═══ Document text
Ankle replacement surgery, also known as ankle arthroplasty, is a procedure that may be conducted when one or more of the bones in the ankle joint have been damaged. Usually conducted under general anesthesia, the procedure may be performed in the presence of severe damage where the use of prosthetics may be necessary. As with any surgical procedure, ankle replacement surgery does carry certain risks and these should be discussed with a qualified health care provider prior to pursuing this treatment option.
Ankle arthroplasty may be a necessary avenue for individuals who have sustained moderate to severe damage to their ankle. Individuals who experience chronic pain or have lost ankle joint function may pursue ankle replacement surgery to restore function to the damaged joint. Those who have been diagnosed with inflammatory conditions that adversely affect the joints and mobility, such as osteoarthritis or rheumatoid arthritis, may develop ankle joint issues that only replacement surgery may remedy. Additionally, ankle arthroplasty may be recommended for people who have sustained a bone fracture that compromises ankle joint function.
Prior to the start of the procedure, the patient may be given a spinal block and mild sedative or placed under general anesthesia; the approach is dependent on several factors, including the anticipated extent of the surgery. Conducted as an open procedure, an incision is made on the front portion of the ankle to easily access the ankle joint. In order to prep the area for necessary repair, the blood vessels, nerves and tendons are repositioned to allow access to the damaged bone or bones.
══════
═══ Data records
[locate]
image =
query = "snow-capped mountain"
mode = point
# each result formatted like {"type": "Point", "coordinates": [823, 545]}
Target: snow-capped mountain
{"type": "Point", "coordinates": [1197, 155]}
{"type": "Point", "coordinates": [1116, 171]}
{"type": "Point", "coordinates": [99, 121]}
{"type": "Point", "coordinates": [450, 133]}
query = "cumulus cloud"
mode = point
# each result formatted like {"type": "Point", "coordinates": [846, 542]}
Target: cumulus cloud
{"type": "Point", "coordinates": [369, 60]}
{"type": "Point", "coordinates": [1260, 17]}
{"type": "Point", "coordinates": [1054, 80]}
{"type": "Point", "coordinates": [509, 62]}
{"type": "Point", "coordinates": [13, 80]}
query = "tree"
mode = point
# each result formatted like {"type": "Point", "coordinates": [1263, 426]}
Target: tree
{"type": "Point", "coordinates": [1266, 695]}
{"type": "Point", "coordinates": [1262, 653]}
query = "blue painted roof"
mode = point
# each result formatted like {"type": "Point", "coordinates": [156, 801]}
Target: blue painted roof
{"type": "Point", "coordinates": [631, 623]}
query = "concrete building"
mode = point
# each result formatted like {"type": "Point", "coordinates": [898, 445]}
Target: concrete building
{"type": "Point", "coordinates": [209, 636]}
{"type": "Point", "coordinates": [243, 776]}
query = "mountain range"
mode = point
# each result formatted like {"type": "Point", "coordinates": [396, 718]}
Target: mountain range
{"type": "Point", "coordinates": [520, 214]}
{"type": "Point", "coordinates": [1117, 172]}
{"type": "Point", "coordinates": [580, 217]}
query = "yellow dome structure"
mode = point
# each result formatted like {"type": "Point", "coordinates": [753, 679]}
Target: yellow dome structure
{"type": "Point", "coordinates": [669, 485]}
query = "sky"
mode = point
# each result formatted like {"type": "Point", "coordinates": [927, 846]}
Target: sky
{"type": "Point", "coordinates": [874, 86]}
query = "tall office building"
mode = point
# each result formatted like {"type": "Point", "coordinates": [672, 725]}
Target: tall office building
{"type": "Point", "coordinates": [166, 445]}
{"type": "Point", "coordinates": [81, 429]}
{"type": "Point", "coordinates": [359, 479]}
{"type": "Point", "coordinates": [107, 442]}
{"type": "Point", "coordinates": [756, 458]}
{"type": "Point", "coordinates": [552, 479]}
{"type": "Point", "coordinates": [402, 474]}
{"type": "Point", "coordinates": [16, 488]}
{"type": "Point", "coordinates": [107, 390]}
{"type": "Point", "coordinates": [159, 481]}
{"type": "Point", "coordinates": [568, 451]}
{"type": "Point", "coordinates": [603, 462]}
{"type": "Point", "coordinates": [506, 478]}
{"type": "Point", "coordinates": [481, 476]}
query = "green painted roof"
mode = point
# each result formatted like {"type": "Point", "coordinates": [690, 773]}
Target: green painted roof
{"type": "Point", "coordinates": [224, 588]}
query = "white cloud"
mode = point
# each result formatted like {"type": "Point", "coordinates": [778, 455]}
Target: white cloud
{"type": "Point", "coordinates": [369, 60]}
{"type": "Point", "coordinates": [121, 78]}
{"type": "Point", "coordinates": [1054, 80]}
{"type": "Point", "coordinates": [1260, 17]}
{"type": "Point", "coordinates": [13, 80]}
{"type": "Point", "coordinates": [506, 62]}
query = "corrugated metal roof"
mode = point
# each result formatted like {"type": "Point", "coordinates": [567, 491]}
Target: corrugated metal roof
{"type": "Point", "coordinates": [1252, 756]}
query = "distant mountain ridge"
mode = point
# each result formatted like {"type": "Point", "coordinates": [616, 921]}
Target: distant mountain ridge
══════
» About this exercise
Answer these from the ankle replacement text:
(a) What other name does the text give for ankle replacement surgery?
(b) Which two inflammatory conditions does it name as examples?
(c) On which part of the ankle is the incision made?

» Written solution
(a) Ankle arthroplasty.
(b) Osteoarthritis and rheumatoid arthritis.
(c) The front portion of the ankle.